▸ WHAT YOU ARE ASKED TO DO
Return, from the material below, each line in which the word "door" is present.

▸ DATA SUPPLIED
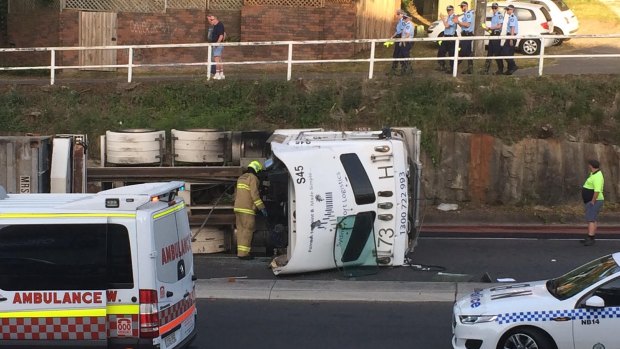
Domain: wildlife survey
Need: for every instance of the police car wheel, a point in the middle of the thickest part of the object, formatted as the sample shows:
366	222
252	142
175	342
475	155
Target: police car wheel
529	47
525	338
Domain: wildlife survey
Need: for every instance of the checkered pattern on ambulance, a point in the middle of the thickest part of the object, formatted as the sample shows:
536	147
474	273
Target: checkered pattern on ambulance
123	325
547	315
171	313
53	328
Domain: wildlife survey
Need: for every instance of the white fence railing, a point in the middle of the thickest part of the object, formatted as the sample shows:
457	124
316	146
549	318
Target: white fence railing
289	61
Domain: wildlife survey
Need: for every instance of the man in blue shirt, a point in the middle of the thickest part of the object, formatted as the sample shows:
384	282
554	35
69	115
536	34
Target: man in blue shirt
447	46
495	47
512	29
405	47
397	34
466	22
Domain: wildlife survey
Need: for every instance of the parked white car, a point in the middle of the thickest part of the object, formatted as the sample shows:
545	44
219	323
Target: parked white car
564	20
580	309
533	20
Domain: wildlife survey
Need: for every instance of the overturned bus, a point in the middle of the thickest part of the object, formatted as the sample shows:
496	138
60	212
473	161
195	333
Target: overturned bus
342	199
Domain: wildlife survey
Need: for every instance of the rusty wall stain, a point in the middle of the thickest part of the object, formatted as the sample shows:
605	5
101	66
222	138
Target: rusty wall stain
480	150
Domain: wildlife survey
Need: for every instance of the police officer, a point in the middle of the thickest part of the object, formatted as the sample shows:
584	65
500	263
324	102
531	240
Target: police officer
405	47
247	200
447	46
512	29
495	47
466	22
397	34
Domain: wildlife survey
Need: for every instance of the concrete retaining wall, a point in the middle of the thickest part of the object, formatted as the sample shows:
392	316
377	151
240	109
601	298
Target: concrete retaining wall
484	170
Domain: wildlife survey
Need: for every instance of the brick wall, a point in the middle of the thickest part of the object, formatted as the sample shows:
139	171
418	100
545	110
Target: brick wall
277	23
38	28
68	36
252	23
175	26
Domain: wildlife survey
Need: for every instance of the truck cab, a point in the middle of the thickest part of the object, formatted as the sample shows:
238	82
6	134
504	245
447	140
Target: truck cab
342	199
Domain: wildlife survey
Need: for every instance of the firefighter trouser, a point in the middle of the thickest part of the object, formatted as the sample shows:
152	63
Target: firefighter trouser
245	229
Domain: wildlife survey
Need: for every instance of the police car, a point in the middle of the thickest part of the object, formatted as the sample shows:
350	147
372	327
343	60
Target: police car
580	309
534	20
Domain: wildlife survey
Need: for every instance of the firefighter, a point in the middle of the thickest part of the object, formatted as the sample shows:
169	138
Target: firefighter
247	201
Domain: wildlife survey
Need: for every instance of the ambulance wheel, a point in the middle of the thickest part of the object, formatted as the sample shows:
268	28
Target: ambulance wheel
525	338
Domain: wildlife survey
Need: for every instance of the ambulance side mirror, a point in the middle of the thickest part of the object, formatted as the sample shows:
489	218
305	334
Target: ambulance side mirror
595	302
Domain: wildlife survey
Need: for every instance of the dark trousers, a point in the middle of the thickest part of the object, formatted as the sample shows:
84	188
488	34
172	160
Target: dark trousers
446	48
495	50
509	50
397	53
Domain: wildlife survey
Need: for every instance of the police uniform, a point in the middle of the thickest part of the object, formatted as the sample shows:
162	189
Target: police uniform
397	34
447	46
465	45
408	33
495	47
508	48
247	200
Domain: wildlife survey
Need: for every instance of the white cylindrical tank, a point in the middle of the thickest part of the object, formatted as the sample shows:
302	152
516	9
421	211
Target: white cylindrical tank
135	146
199	146
209	240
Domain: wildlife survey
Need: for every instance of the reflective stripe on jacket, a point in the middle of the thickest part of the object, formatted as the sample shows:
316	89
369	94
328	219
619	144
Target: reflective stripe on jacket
247	199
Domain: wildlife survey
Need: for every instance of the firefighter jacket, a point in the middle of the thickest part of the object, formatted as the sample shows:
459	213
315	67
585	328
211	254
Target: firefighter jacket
247	199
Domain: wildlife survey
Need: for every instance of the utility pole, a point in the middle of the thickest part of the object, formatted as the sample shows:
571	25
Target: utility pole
481	17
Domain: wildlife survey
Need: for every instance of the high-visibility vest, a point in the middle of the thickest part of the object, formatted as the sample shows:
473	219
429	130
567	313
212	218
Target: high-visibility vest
247	198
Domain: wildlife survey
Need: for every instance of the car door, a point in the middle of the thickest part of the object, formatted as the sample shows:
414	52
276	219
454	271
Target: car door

▸ EXERCISE SOLUTION
Need: for every instance of the car door, a point in the middle of the thickest part of the object, formatted as the sample shows:
Target: car door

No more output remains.